_TEXTE CITÉ_
■ ■ ■ ■ ■ ■ ■

GALA : Ce film, Grand froid, vous ressemble une fois de plus par son aspect comique grinçant

JEAN-PIERRE BACRI : N’ayant qu’une vie, je ne peux pas en essayer une où je ferais les choses pour les autres. Donc je fais ce qui me plaît. Tant pis si ça paraît répétitif à certains.

GALA : Donc pour vous, rôle de « composition », ça ne veut rien dire ?

JEAN-PIERRE BACRI : Ça n’a aucun intérêt pour moi. Ça voudrait dire quoi "à contre-emploi" ? Jouer les sentimentaux ou les héros ? En effet, ça ne m’inspire que de l’indifférence. Heureusement, je commence à être assez vieux (soixante-six ans, ndlr) pour ne plus avoir ce type de propositions.

"Je ne peux pas vivre sans humour"

GALA : Donc vous restez dans le registre du « mec bougon » comme on se plaît à vous définir ?

JEAN-PIERRE BACRI : Moi, bougon ? Ça ne me définit pas du tout ! Je passe mon temps à rire! Allez voir mes amis, ils vous diront qu’ils rigolent avec moi. Tout ça n’est qu’une invention. Je ne peux pas vivre sans humour.

■ ■ ■ ■ ■ ■ ■

_DONNÉES BRUTES_

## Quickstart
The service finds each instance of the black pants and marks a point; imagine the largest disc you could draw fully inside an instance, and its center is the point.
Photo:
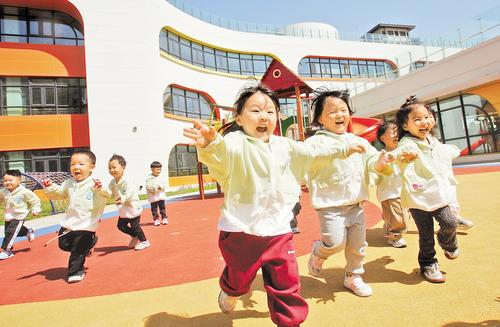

■ ■ ■ ■ ■ ■ ■

_OBJECTIF DE LA TÂCHE_
Quel âge la note de la rédaction donne-t-elle à Jean-Pierre Bacri dans l'entretien ci-dessus ? Répondez en quelques mots, s'il vous plaît.

_SOLUTION_
Soixante-six ans.